▸ What you are asked to do:
Convert all the records below into a JSON list of strings, with one string per line and blank lines left out.

▸ Records for processing:
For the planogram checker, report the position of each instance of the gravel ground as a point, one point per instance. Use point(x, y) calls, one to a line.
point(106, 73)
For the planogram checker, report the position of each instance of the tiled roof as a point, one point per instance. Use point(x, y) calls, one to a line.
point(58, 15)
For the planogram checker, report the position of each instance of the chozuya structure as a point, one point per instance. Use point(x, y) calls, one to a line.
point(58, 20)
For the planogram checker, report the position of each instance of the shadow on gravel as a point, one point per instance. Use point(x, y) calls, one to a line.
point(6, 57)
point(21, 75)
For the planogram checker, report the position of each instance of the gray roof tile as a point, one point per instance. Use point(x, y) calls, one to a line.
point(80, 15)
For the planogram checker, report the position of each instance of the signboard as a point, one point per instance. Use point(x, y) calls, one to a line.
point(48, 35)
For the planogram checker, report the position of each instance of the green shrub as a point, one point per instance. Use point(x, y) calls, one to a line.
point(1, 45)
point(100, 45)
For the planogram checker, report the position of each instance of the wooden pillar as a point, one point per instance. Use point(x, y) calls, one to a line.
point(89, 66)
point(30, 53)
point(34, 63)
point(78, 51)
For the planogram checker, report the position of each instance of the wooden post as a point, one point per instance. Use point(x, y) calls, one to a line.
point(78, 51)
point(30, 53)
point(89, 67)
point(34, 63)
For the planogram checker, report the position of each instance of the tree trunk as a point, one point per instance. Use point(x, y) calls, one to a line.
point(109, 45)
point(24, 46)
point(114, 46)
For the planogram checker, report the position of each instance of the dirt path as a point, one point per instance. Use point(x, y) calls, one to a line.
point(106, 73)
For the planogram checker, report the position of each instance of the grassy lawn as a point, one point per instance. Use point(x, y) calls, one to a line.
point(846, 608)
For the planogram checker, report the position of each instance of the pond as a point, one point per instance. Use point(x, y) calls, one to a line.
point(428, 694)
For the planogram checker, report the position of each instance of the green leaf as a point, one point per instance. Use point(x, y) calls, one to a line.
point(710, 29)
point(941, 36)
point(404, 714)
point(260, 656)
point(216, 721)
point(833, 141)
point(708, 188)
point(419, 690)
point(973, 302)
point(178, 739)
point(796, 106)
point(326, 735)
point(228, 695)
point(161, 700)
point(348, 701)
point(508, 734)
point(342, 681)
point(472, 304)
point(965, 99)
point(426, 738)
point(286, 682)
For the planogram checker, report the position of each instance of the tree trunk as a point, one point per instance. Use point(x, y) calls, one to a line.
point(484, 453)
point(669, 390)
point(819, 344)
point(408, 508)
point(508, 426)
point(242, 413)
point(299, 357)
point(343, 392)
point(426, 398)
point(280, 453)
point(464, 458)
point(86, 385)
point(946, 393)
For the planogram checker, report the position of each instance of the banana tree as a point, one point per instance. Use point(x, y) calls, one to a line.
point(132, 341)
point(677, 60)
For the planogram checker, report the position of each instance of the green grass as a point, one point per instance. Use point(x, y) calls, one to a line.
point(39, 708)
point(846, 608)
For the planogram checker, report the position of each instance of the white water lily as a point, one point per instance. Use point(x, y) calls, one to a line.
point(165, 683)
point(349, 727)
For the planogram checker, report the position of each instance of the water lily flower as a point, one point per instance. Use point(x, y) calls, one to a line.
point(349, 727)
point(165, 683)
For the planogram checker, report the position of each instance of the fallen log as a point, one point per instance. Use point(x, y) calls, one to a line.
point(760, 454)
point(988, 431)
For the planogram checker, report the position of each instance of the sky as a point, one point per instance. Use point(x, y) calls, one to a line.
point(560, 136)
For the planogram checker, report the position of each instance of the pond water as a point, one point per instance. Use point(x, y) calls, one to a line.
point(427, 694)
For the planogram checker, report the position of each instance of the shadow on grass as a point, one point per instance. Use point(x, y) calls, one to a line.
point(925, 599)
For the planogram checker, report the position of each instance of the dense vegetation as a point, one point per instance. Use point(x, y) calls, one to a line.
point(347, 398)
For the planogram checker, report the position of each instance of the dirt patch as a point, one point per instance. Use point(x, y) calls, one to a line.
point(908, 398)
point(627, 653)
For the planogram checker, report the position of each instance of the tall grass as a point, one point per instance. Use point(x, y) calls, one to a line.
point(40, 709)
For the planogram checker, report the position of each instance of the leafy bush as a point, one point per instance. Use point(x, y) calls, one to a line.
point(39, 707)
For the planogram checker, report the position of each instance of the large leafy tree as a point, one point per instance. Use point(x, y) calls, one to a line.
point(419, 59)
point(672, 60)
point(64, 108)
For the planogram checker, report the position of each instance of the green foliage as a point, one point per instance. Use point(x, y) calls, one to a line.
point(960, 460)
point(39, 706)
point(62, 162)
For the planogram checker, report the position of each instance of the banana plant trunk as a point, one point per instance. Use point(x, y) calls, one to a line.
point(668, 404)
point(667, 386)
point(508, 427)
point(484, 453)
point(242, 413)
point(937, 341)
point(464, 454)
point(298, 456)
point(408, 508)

▸ Expected answer:
[
  "For the planogram checker, report the position of each instance of the gravel ground as a point, one point per instance. Use point(x, y) calls, one to a line.",
  "point(106, 73)",
  "For the planogram checker, report the position of each instance of the tiled roof as a point, one point per instance. Use point(x, y) calls, one to a line.",
  "point(58, 15)",
  "For the planogram checker, report the position of each instance of the chozuya structure as a point, one point per instance. Use point(x, y) calls, one to a line.",
  "point(58, 20)",
  "For the planogram checker, report the position of each instance of the shadow on gravel as a point, one point per instance. Use point(x, y) calls, one to a line.",
  "point(6, 57)",
  "point(21, 75)",
  "For the planogram checker, report the position of each instance of the gray roof tile as a point, one point per instance. Use point(x, y) calls, one to a line.",
  "point(80, 15)",
  "For the planogram checker, report the position of each instance of the signboard as a point, one point per instance. Use point(x, y) calls, one to a line.",
  "point(48, 35)",
  "For the planogram checker, report the position of each instance of the green shrub as a point, one point per instance. Use point(x, y) calls, one to a line.",
  "point(1, 45)",
  "point(100, 45)",
  "For the planogram checker, report the position of each instance of the wooden pillar as a point, one point per instance. Use point(x, y) calls, one to a line.",
  "point(89, 66)",
  "point(30, 53)",
  "point(34, 63)",
  "point(78, 51)",
  "For the planogram checker, report the position of each instance of the wooden post as a point, one point per instance. Use point(x, y) calls, one to a line.",
  "point(78, 51)",
  "point(30, 53)",
  "point(89, 67)",
  "point(34, 63)",
  "For the planogram checker, report the position of each instance of the tree trunk as a point, one point per instance. Use point(x, y) calls, one to a line.",
  "point(109, 45)",
  "point(24, 46)",
  "point(114, 46)",
  "For the planogram checker, report the position of each instance of the dirt path as a point, one point per instance. Use point(x, y) calls, one to a line.",
  "point(106, 73)",
  "For the planogram checker, report the position of each instance of the grassy lawn as a point, one point per instance. Use point(x, y) calls, one to a line.",
  "point(846, 608)",
  "For the planogram checker, report the position of each instance of the pond as a point, one point per instance. Use point(x, y) calls, one to a line.",
  "point(428, 694)",
  "For the planogram checker, report the position of each instance of the green leaf as a point, one point per instance. Use point(x, y) calls, one to a line.",
  "point(710, 29)",
  "point(941, 36)",
  "point(404, 714)",
  "point(260, 656)",
  "point(216, 721)",
  "point(833, 141)",
  "point(708, 188)",
  "point(419, 690)",
  "point(973, 302)",
  "point(178, 739)",
  "point(796, 106)",
  "point(326, 735)",
  "point(228, 695)",
  "point(161, 700)",
  "point(348, 701)",
  "point(508, 734)",
  "point(342, 681)",
  "point(472, 304)",
  "point(965, 99)",
  "point(426, 738)",
  "point(286, 682)",
  "For the planogram checker, report the position of each instance of the tree trunk as a point, one point per instance. Use point(x, y) calls, one to a line.",
  "point(484, 453)",
  "point(669, 390)",
  "point(819, 344)",
  "point(408, 508)",
  "point(508, 426)",
  "point(242, 413)",
  "point(299, 357)",
  "point(343, 392)",
  "point(426, 398)",
  "point(280, 453)",
  "point(464, 458)",
  "point(86, 385)",
  "point(946, 393)",
  "For the planogram checker, report the position of each instance of the banana tree as a point, one point per instance. Use point(x, y) calls, one to a line.",
  "point(132, 341)",
  "point(677, 60)",
  "For the planogram checker, report the position of each instance of the green grass as a point, one point per instance. Use point(x, y) calls, one to a line.",
  "point(39, 708)",
  "point(846, 608)",
  "For the planogram checker, report the position of each instance of the white water lily as a point, one point per instance. Use point(x, y) calls, one to a line.",
  "point(165, 683)",
  "point(349, 727)",
  "For the planogram checker, report the position of each instance of the water lily flower as a point, one point per instance. Use point(x, y) calls, one to a line.",
  "point(349, 727)",
  "point(165, 683)",
  "For the planogram checker, report the position of each instance of the fallen log as a point, one point per instance. Use point(x, y) calls, one to a line.",
  "point(760, 454)",
  "point(988, 431)",
  "For the planogram checker, report the position of each instance of the sky as a point, one point per instance. Use point(x, y) calls, one to a line.",
  "point(560, 136)",
  "For the planogram checker, report the position of each instance of the pond water as a point, one point per instance. Use point(x, y) calls, one to a line.",
  "point(427, 694)",
  "For the planogram checker, report the position of each instance of the shadow on grass as a point, one point per instance. Use point(x, y) calls, one to a line.",
  "point(925, 599)",
  "For the planogram checker, report the position of each instance of the dense vegetation as a point, one point per instance. Use point(x, y) calls, one to a line.",
  "point(347, 398)",
  "For the planogram checker, report the position of each instance of the dirt patch as a point, one point per instance. Use point(x, y) calls, one to a line.",
  "point(908, 398)",
  "point(627, 653)",
  "For the planogram checker, report the position of each instance of the tall grass as a point, one point per instance. Use point(x, y) calls, one to a line.",
  "point(40, 709)",
  "For the planogram checker, report the position of each instance of the leafy bush as a point, one point per instance. Use point(x, y) calls, one to a line.",
  "point(39, 707)",
  "For the planogram checker, report the position of each instance of the large leafy tree as a point, one point per instance. Use point(x, y) calls, one to a line.",
  "point(419, 59)",
  "point(672, 60)",
  "point(64, 108)",
  "For the planogram checker, report the position of each instance of the green foliage as a point, one point per instance. Use point(x, y) calls, one to a line.",
  "point(960, 460)",
  "point(39, 706)",
  "point(62, 162)",
  "For the planogram checker, report the position of each instance of the banana plant trunk as a point, one point per instance. Use point(x, y) calls, one to a line.",
  "point(668, 404)",
  "point(667, 386)",
  "point(508, 427)",
  "point(484, 453)",
  "point(242, 413)",
  "point(937, 341)",
  "point(464, 454)",
  "point(298, 456)",
  "point(408, 508)"
]